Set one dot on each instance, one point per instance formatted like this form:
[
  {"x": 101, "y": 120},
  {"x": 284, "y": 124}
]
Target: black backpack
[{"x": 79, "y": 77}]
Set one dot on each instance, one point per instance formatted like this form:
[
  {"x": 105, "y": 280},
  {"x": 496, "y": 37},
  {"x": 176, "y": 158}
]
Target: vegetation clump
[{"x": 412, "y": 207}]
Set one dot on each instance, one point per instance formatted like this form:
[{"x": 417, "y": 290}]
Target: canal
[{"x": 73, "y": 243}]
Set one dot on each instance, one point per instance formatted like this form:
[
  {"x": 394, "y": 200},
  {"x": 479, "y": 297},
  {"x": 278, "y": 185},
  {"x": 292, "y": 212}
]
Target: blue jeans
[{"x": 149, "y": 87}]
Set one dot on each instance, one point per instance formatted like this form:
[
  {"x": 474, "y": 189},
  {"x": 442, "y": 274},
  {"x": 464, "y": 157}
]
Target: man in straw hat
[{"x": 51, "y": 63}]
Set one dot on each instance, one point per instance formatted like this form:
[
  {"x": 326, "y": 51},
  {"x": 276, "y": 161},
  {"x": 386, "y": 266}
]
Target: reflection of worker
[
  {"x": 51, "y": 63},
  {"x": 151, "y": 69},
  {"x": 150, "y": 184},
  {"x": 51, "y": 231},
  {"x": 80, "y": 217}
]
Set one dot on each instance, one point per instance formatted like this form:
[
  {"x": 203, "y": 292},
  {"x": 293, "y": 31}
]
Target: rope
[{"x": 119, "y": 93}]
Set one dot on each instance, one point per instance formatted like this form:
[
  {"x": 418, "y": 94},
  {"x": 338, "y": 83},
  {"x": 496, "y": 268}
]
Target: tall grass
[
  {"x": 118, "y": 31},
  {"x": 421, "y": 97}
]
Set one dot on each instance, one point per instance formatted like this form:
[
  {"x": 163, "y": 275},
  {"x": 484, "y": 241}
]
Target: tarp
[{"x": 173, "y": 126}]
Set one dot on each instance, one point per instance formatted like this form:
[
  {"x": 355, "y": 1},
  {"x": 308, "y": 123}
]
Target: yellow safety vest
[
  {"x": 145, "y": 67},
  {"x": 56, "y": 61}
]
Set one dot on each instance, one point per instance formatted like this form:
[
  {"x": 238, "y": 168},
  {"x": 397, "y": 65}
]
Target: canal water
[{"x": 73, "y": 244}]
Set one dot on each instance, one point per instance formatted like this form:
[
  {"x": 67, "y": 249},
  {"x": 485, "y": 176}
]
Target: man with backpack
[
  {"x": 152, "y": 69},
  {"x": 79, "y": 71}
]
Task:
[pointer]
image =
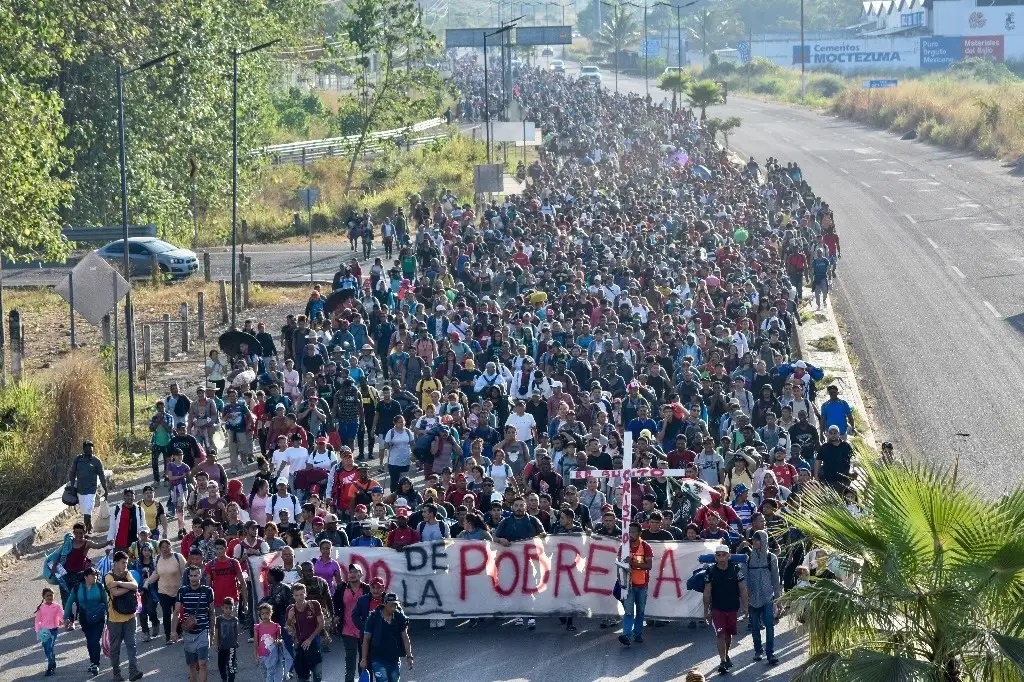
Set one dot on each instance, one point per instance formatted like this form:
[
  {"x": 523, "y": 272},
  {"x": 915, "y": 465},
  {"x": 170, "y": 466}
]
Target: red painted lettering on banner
[
  {"x": 466, "y": 568},
  {"x": 667, "y": 572},
  {"x": 593, "y": 569},
  {"x": 496, "y": 574},
  {"x": 566, "y": 564},
  {"x": 532, "y": 552}
]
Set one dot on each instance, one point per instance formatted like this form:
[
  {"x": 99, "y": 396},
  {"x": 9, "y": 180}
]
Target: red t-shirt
[
  {"x": 640, "y": 552},
  {"x": 784, "y": 474},
  {"x": 832, "y": 241},
  {"x": 221, "y": 574},
  {"x": 678, "y": 459}
]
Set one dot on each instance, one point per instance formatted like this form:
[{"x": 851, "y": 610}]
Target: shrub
[
  {"x": 825, "y": 85},
  {"x": 43, "y": 422}
]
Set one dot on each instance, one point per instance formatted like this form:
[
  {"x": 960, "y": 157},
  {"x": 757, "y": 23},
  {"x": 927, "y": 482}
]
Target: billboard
[
  {"x": 983, "y": 47},
  {"x": 469, "y": 38},
  {"x": 940, "y": 51},
  {"x": 543, "y": 35}
]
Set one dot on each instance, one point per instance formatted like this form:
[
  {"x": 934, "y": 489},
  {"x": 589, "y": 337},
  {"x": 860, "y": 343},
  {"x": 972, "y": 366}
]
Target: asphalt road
[{"x": 929, "y": 283}]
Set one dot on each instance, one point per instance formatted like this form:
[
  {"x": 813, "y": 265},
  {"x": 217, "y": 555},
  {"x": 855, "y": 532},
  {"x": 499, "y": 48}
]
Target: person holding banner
[{"x": 639, "y": 562}]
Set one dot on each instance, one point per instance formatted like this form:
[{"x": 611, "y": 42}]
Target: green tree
[
  {"x": 32, "y": 157},
  {"x": 935, "y": 581},
  {"x": 620, "y": 32},
  {"x": 702, "y": 94},
  {"x": 676, "y": 82},
  {"x": 400, "y": 86}
]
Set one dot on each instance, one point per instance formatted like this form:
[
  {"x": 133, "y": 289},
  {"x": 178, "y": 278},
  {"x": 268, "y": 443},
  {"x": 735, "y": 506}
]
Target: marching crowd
[{"x": 643, "y": 283}]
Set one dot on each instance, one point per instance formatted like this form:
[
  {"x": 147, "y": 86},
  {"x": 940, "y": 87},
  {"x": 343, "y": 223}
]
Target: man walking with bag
[
  {"x": 85, "y": 476},
  {"x": 764, "y": 587},
  {"x": 121, "y": 623}
]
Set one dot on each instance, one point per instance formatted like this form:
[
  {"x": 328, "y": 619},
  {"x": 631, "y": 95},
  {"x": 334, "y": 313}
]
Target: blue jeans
[
  {"x": 386, "y": 672},
  {"x": 49, "y": 646},
  {"x": 763, "y": 615},
  {"x": 635, "y": 604}
]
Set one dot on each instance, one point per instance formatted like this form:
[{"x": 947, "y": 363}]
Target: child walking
[
  {"x": 268, "y": 645},
  {"x": 225, "y": 638},
  {"x": 49, "y": 616}
]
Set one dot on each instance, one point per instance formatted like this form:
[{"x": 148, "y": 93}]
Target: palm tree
[
  {"x": 677, "y": 82},
  {"x": 617, "y": 34},
  {"x": 935, "y": 581},
  {"x": 704, "y": 94}
]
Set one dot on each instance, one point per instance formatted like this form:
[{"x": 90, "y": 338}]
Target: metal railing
[{"x": 302, "y": 153}]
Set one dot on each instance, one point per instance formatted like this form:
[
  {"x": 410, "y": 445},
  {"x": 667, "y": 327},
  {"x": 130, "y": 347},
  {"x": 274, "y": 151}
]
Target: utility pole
[{"x": 803, "y": 55}]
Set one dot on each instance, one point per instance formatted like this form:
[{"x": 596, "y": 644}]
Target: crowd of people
[{"x": 643, "y": 283}]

### What the task asks
What you write should match the entries exactly, except that the pictures are dropped.

### Solution below
Set one dot on each instance, one point per instance formatted like this form:
[
  {"x": 101, "y": 120},
  {"x": 284, "y": 124}
]
Target: black backpack
[{"x": 79, "y": 77}]
Set one dot on each instance, one point per instance formatted like this form:
[
  {"x": 105, "y": 280},
  {"x": 496, "y": 37},
  {"x": 176, "y": 158}
]
Target: vegetation clump
[{"x": 412, "y": 207}]
Set one dot on each instance, one point per instance formatted like this form:
[{"x": 417, "y": 290}]
Target: canal
[{"x": 73, "y": 243}]
Set one dot on each instance, one point per instance formatted like this form:
[
  {"x": 394, "y": 200},
  {"x": 479, "y": 297},
  {"x": 278, "y": 185},
  {"x": 292, "y": 212}
]
Target: blue jeans
[{"x": 149, "y": 87}]
Set one dot on each instance, one point per instance formatted like this form:
[
  {"x": 474, "y": 189},
  {"x": 442, "y": 274},
  {"x": 464, "y": 157}
]
Target: man in straw hat
[{"x": 51, "y": 63}]
Set one dot on each instance, one point per instance formatted like this form:
[
  {"x": 326, "y": 51},
  {"x": 276, "y": 161},
  {"x": 386, "y": 266}
]
Target: reflection of worker
[
  {"x": 51, "y": 63},
  {"x": 151, "y": 69},
  {"x": 150, "y": 184},
  {"x": 51, "y": 231},
  {"x": 80, "y": 217}
]
Set one dot on each instance, one point per instance formatted like this form:
[
  {"x": 203, "y": 292},
  {"x": 293, "y": 31}
]
Target: rope
[{"x": 119, "y": 93}]
Set one dot on each instance, one point per instance formatted like this form:
[
  {"x": 418, "y": 94},
  {"x": 338, "y": 83},
  {"x": 496, "y": 268}
]
Target: tall grass
[
  {"x": 118, "y": 31},
  {"x": 421, "y": 97}
]
Set one dot on each instance, one point per instance formatted like this form:
[
  {"x": 163, "y": 275},
  {"x": 484, "y": 241}
]
Target: tarp
[{"x": 173, "y": 126}]
Set one dot on each instance, one point per instance formatted like this form:
[
  {"x": 355, "y": 1},
  {"x": 308, "y": 123}
]
Target: yellow safety vest
[
  {"x": 145, "y": 67},
  {"x": 56, "y": 61}
]
Set one dot on each instance, one point per instance formatted like this form:
[
  {"x": 238, "y": 168},
  {"x": 397, "y": 65}
]
Target: canal water
[{"x": 73, "y": 244}]
Set one dot on each instance, one point per instance formatted like this form:
[
  {"x": 67, "y": 249},
  {"x": 485, "y": 176}
]
Target: man with backpack
[
  {"x": 152, "y": 69},
  {"x": 79, "y": 71}
]
Task:
[pointer]
image =
Set one dot on each instance, one point per instance formatted like this form:
[
  {"x": 523, "y": 272},
  {"x": 915, "y": 465},
  {"x": 170, "y": 466}
]
Target: red painted lettering on banner
[
  {"x": 466, "y": 568},
  {"x": 667, "y": 572},
  {"x": 593, "y": 569},
  {"x": 496, "y": 574},
  {"x": 566, "y": 564},
  {"x": 532, "y": 552}
]
Set one dot on each instance, one point per instance formatted like this form:
[
  {"x": 99, "y": 396},
  {"x": 9, "y": 180}
]
Target: red t-shirt
[
  {"x": 640, "y": 552},
  {"x": 784, "y": 474},
  {"x": 832, "y": 241},
  {"x": 221, "y": 574},
  {"x": 678, "y": 459}
]
Set one dot on each instance, one point per instance formatted like this form:
[{"x": 851, "y": 610}]
Target: shrub
[
  {"x": 825, "y": 85},
  {"x": 43, "y": 422}
]
Set one dot on each instance, one point per instance formatted like this form:
[
  {"x": 960, "y": 157},
  {"x": 757, "y": 23},
  {"x": 927, "y": 482}
]
Target: billboard
[
  {"x": 983, "y": 47},
  {"x": 469, "y": 38},
  {"x": 940, "y": 51},
  {"x": 543, "y": 35}
]
Set one dot on each instance, one point per instance formatted like this form:
[
  {"x": 934, "y": 489},
  {"x": 589, "y": 337},
  {"x": 860, "y": 343},
  {"x": 972, "y": 366}
]
Target: asphalt road
[{"x": 929, "y": 283}]
Set one dot on each instance, one point per instance formatted like this form:
[
  {"x": 813, "y": 265},
  {"x": 217, "y": 555},
  {"x": 855, "y": 532},
  {"x": 499, "y": 48}
]
Target: person holding banner
[{"x": 639, "y": 562}]
Set one dot on each instance, one point per instance formatted like this form:
[{"x": 611, "y": 42}]
Target: green tree
[
  {"x": 32, "y": 157},
  {"x": 935, "y": 581},
  {"x": 620, "y": 32},
  {"x": 702, "y": 94},
  {"x": 676, "y": 82},
  {"x": 400, "y": 86}
]
Set one dot on each instance, one point per instance formatted like this form:
[
  {"x": 133, "y": 289},
  {"x": 178, "y": 278},
  {"x": 268, "y": 443},
  {"x": 735, "y": 506}
]
Target: marching crowd
[{"x": 643, "y": 283}]
Set one dot on each instance, one point per instance formatted like this form:
[
  {"x": 147, "y": 86},
  {"x": 940, "y": 87},
  {"x": 343, "y": 223}
]
Target: man walking with bag
[
  {"x": 85, "y": 476},
  {"x": 764, "y": 587},
  {"x": 121, "y": 623}
]
Set one dot on each instance, one point per instance formatted like this form:
[
  {"x": 328, "y": 619},
  {"x": 631, "y": 95},
  {"x": 334, "y": 313}
]
Target: blue jeans
[
  {"x": 386, "y": 672},
  {"x": 49, "y": 646},
  {"x": 763, "y": 615},
  {"x": 635, "y": 604}
]
Set one dot on each instance, one point per instance formatted like this form:
[{"x": 947, "y": 363}]
Target: child walking
[
  {"x": 268, "y": 645},
  {"x": 225, "y": 638},
  {"x": 49, "y": 616}
]
Set one dot on each instance, one point per instance formatted like this form:
[{"x": 148, "y": 93}]
Target: palm tree
[
  {"x": 677, "y": 82},
  {"x": 617, "y": 34},
  {"x": 935, "y": 581},
  {"x": 704, "y": 94}
]
Set one dot on each instance, one point per instance formatted like this form:
[{"x": 90, "y": 338}]
Target: metal railing
[{"x": 302, "y": 153}]
Set one dot on each instance, one point per instance formatted like this form:
[
  {"x": 410, "y": 445},
  {"x": 667, "y": 327},
  {"x": 130, "y": 347},
  {"x": 274, "y": 151}
]
Target: utility pole
[{"x": 803, "y": 55}]
Set one dot on each instance, one point per instance formatted like this form:
[{"x": 596, "y": 644}]
Target: crowd of people
[{"x": 643, "y": 283}]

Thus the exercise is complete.